- _TASK TO COMPLETE_:
If a line in the entries below holds the string "hare", copy it.

++++ EXERCISE MATERIALS ++++

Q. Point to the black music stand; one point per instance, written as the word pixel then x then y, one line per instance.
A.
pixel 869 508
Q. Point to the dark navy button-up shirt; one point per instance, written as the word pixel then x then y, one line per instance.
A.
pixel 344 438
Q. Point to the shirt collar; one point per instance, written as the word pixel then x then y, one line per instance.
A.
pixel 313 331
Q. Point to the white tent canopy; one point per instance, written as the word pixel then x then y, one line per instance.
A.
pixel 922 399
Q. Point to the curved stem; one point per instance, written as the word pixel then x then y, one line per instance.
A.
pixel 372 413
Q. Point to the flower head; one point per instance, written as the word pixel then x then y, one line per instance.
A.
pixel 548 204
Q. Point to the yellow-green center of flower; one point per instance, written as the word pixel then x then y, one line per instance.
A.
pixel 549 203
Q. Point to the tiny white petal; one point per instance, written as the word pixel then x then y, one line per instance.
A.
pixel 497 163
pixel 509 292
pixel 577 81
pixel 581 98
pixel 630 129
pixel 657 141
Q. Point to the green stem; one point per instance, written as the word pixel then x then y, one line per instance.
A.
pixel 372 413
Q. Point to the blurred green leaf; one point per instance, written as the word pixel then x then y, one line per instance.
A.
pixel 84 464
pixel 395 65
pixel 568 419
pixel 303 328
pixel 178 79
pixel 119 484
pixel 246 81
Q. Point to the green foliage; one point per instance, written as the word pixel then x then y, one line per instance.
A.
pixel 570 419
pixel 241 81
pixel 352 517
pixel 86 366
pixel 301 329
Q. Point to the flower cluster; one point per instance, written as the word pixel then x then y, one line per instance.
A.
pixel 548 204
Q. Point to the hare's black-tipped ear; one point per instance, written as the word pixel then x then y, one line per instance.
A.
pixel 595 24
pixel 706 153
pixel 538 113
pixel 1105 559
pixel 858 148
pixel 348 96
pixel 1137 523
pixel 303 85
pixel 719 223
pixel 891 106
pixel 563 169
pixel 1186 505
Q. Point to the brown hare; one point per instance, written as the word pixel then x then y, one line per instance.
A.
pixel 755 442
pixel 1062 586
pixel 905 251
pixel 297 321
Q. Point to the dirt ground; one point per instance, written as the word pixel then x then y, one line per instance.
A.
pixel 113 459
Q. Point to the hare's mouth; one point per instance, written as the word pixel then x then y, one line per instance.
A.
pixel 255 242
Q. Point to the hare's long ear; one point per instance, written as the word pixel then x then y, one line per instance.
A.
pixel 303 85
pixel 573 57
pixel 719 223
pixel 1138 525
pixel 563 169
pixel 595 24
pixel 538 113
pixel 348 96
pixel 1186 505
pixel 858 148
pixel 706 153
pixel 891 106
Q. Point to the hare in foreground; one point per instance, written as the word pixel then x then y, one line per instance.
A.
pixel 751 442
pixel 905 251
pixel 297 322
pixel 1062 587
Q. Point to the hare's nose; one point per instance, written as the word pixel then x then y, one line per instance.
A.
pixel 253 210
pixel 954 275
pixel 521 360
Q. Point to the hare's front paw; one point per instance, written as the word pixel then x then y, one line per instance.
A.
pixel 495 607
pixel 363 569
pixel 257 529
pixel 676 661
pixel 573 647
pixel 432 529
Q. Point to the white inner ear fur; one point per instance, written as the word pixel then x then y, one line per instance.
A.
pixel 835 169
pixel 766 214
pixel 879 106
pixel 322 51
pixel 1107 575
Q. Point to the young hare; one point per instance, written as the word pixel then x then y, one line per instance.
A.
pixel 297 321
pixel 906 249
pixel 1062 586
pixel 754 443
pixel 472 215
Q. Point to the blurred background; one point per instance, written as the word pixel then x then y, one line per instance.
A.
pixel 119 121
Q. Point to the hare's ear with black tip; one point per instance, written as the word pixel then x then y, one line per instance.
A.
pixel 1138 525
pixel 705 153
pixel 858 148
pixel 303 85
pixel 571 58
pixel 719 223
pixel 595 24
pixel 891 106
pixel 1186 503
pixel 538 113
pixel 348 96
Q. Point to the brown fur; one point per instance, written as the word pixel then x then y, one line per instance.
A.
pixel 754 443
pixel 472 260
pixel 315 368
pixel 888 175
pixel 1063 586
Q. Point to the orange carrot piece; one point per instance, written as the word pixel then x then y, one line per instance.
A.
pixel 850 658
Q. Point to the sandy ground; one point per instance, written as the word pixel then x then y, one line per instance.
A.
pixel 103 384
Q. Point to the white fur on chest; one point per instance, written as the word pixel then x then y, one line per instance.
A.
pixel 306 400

++++

- _FINAL ANSWER_:
Q. Point to the hare's black-tipped ear; one point per instance, written as the word pixel then x then y, one line per instance.
Q. Point to the brown hare; one point per instance, written as the word pixel then x then y, one line per instance.
Q. Point to the hare's mouth; one point per instance, written as the word pixel then x then y, one line per instance.
Q. Point to the hare's long ear; one point per instance, written as the word pixel then x then y, one line per instance.
Q. Point to the hare in foreground; one point per instance, written as the word pixel then x then y, one line per instance.
Q. Point to the hare's nose; one point per instance, written as the word pixel then x then y, one line per instance.
Q. Point to the hare's front paw; one point per instance, written as the word pixel then x then y, one line per instance.
Q. Point to the young hare; one point per instance, written as the word pixel then x then y, one line per instance.
Q. Point to the hare's ear with black tip; one point per instance, written as the word pixel then x then y, one line per instance.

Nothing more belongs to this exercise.